• **Исходный текст**:
━━━

Размышляя над разжигающим немало страстей вопросом о том, аллегоричен «Властелин Колец» или символичен, об этом необходимо помнить. Хорошо известно, что в предисловии ко второму изданию Толкин писал: «Я искренне недолюбливаю аллегорию во всех ее проявлениях, и всегда ее недолюбливал, с тех самых пор, как сделался достаточно взрослым и осторожным, чтобы вовремя распознавать ее». Дальше, однако, идут такие слова: «Я предпочитаю историю, неважно, истинную или вымышленную, с ее разнообразной применимостью к мыслям и опыту читателей. Я думаю, что многие путают аллегорию с «применимостью». Но «применимость» оставляет читателю свободу толковать текст как ему вздумается, а аллегория предает его во власть авторского умысла». Итак, не исключено, что между литературой и фактами реальной жизни некоторая связь у Толкина все–таки существует, и глава «Беспорядки в Заселье»[265] в некотором смысле «базируется на опыте», хотя и не имеет «никакой связи с современными политическими событиями», даже если и напоминает англичанам о скудной эпохе 1945–1950 годов, когда у власти в Британии было социалистическое правительство. Как писал Толкин о «Беовульфе», в художественном произведении важно сохранить равновесие и проследить за тем, чтобы «крупный символизм плавал близко к поверхности, но не высовывался наружу и не превращался в аллегорию». В конце концов, допустить, что «Властелин Колец» — аллегория, по Толкину, означало бы (см. с. 93–102 выше), что у этой книги есть только одно значение, которое остается неизменным на всем ее протяжении. В предисловии ко второму изданию Толкин презрительно играет с понятием аллегории, показывая, как выглядел бы «Властелин Колец», если бы он был настоящей аллегорией, а Кольцо действительно означало бы атомную бомбу президента Трумэна[266].

━━━

• **Выполните задания**:
#1 Перечислите все названия произведений и глав, которые упоминаются в тексте о Толкине и аллегории.
#2 Ответьте по тексту о Толкине и аллегории на вопросы:
(a) Какую свободу, по словам Толкина, «применимость» оставляет читателю?
(b) Какие годы названы скудной эпохой, о которой глава может напомнить англичанам?
(c) Что означало бы Кольцо, если бы «Властелин Колец» был настоящей аллегорией?
Строки, приведённые далее, взяты из другого источника.

• **Исходные данные**:
━━━

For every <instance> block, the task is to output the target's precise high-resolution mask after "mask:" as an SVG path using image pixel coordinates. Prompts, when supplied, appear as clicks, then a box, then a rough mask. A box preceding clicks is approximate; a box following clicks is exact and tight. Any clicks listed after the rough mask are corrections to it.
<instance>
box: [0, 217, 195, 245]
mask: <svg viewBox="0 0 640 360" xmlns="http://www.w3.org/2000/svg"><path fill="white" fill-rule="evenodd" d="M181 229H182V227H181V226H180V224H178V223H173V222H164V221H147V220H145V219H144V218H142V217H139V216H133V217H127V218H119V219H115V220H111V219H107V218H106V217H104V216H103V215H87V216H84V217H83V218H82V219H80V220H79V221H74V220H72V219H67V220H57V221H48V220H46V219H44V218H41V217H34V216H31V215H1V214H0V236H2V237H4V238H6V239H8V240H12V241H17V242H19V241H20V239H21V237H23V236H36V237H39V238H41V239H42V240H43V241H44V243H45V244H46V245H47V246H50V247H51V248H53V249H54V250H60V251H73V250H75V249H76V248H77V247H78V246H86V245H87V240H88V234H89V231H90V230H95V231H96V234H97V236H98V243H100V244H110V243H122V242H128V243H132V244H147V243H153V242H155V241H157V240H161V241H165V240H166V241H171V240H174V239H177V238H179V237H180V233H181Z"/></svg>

━━━

• **Ожидаемые ответы**:
#1 «Властелин Колец», «Беспорядки в Заселье», «Беовульф»

#2
(a) Свободу толковать текст как ему вздумается.
(b) 1945–1950 годы.
(c) Атомную бомбу президента Трумэна.